#### Extracted material
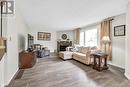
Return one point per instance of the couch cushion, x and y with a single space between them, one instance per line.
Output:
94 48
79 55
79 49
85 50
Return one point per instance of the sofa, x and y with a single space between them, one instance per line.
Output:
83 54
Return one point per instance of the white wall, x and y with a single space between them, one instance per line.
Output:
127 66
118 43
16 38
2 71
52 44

...

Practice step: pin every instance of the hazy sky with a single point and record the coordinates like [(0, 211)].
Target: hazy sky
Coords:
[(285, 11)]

#### What you have to do
Scan the data above and copy each line containing the word "them".

#### Expected answer
Return one point per instance of the couch cushion, x and y with a single space between them, one instance per line.
Return one point per instance of the sofa, x and y with a single space between them, one instance per line.
Return one point per instance of the white wall, x and y with a single space between them, one instance per line.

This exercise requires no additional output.